## Written tasks
**A)** For the page on quantization block formats, say whether each statement agrees with it: (i) every GGML quantization type is defined as a fixed-size C structure in ggml-common.h; (ii) quantized tensors must be converted to another format before a GPU backend can process them; (iii) Data_Format is one of the page's domain tags. Answer each with yes or no and quote the deciding words.
**B)** Using the page on quantization block formats, explain in one to three sentences why the quantization structures are defined once in a shared header.
**C)** Reproduce the page on quantization block formats from "Principle:Ggml org Ggml" to "and accelerator alike.".

## Text block
%%

Principle:Ggml org Ggml Quantization Block Formats
| Attribute | Value |
|---|---|
| Page Type | Principle |
| Full Name | Ggml_org_Ggml_Quantization_Block_Formats |
| Short Name | Quantization_Block_Formats |
| Domain Tags | Quantization, Data_Format |
| Knowledge Source | GGML |
| Last Updated | 2026-02-10 |
Overview
Defining portable binary data structures for quantized tensor storage that are shared across all GGML backends -- CPU, GPU, and accelerator alike.
Description
Quantization Block Formats is the principle of establishing a universal set of packed binary structures that represent quantized tensor data in a backend-agnostic manner. Every quantization type in GGML is defined as a fixed-size C structure in the shared header ggml-common.h, which is compiled into CPU code (C/C++), GPU shaders (Metal, CUDA, HIP, SYCL, Vulkan), and other backend implementations. This shared definition ensures that quantized tensors can be serialized to disk, loaded into any backend's memory, and processed by any backend's kernels without format conversion.

%%

## Supplied information

%%

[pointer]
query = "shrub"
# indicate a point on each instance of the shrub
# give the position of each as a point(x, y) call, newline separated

%%

## Responses by task
**A)**
(i) Yes: "Every quantization type in GGML is defined as a fixed-size C structure in the shared header ggml-common.h"
(ii) No: "processed by any backend's kernels without format conversion"
(iii) Yes: "Quantization, Data_Format"

**B)** The shared definition in ggml-common.h is compiled into CPU code, GPU shaders and other backend implementations. As a result, quantized tensors can be serialized to disk, loaded into any backend's memory, and processed by any backend's kernels without format conversion.

**C)**
Principle:Ggml org Ggml Quantization Block Formats
| Attribute | Value |
|---|---|
| Page Type | Principle |
| Full Name | Ggml_org_Ggml_Quantization_Block_Formats |
| Short Name | Quantization_Block_Formats |
| Domain Tags | Quantization, Data_Format |
| Knowledge Source | GGML |
| Last Updated | 2026-02-10 |
Overview
Defining portable binary data structures for quantized tensor storage that are shared across all GGML backends -- CPU, GPU, and accelerator alike.